* Task goal
Express the entries below as a two-column CSV with the header instruction,output and one row per entry. Put each entry's text in instruction and its answer in output, enclose every field in double quotes, and turn line breaks into spaces.

* Data records
--------------------------------

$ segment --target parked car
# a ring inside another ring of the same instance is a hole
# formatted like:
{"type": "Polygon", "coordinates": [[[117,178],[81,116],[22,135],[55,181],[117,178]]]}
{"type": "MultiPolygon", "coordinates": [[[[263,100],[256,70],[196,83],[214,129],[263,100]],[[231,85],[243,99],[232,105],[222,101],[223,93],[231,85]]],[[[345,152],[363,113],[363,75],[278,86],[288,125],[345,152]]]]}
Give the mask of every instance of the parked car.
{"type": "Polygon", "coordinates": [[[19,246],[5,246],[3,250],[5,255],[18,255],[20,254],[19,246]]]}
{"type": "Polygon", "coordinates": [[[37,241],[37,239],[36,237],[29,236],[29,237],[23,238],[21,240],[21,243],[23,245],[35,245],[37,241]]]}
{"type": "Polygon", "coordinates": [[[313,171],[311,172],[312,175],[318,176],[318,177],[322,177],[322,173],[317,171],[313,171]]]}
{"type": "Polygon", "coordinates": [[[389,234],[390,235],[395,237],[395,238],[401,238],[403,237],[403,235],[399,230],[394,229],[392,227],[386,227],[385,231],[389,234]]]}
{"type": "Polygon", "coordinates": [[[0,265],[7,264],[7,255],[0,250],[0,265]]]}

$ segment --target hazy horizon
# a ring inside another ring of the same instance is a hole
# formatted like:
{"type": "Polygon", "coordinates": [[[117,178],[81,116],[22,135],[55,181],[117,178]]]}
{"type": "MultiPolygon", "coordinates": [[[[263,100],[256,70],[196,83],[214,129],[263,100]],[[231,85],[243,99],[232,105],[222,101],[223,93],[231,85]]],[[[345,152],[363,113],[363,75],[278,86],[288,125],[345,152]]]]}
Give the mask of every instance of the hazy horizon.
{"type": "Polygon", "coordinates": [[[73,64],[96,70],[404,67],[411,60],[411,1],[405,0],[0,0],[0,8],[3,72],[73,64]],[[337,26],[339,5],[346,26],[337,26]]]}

--------------------------------

* Result below
instruction,output
"$ segment --target parked car # a ring inside another ring of the same instance is a hole # formatted like: {""type"": ""Polygon"", ""coordinates"": [[[117,178],[81,116],[22,135],[55,181],[117,178]]]} {""type"": ""MultiPolygon"", ""coordinates"": [[[[263,100],[256,70],[196,83],[214,129],[263,100]],[[231,85],[243,99],[232,105],[222,101],[223,93],[231,85]]],[[[345,152],[363,113],[363,75],[278,86],[288,125],[345,152]]]]} Give the mask of every instance of the parked car.","{""type"": ""Polygon"", ""coordinates"": [[[19,246],[5,246],[3,250],[5,255],[18,255],[20,254],[19,246]]]} {""type"": ""Polygon"", ""coordinates"": [[[37,241],[37,239],[36,237],[29,236],[29,237],[23,238],[21,240],[21,243],[23,245],[35,245],[37,241]]]} {""type"": ""Polygon"", ""coordinates"": [[[313,171],[311,172],[312,175],[318,176],[318,177],[322,177],[322,173],[317,171],[313,171]]]} {""type"": ""Polygon"", ""coordinates"": [[[389,234],[390,235],[395,237],[395,238],[401,238],[403,237],[403,235],[399,230],[394,229],[392,227],[386,227],[385,231],[389,234]]]} {""type"": ""Polygon"", ""coordinates"": [[[0,265],[7,264],[7,255],[0,250],[0,265]]]}"
"$ segment --target hazy horizon # a ring inside another ring of the same instance is a hole # formatted like: {""type"": ""Polygon"", ""coordinates"": [[[117,178],[81,116],[22,135],[55,181],[117,178]]]} {""type"": ""MultiPolygon"", ""coordinates"": [[[[263,100],[256,70],[196,83],[214,129],[263,100]],[[231,85],[243,99],[232,105],[222,101],[223,93],[231,85]]],[[[345,152],[363,113],[363,75],[278,86],[288,125],[345,152]]]]} Give the mask of every instance of the hazy horizon.","{""type"": ""Polygon"", ""coordinates"": [[[73,64],[96,70],[404,67],[411,60],[411,1],[405,0],[0,0],[0,8],[3,72],[73,64]],[[337,26],[339,5],[346,26],[337,26]]]}"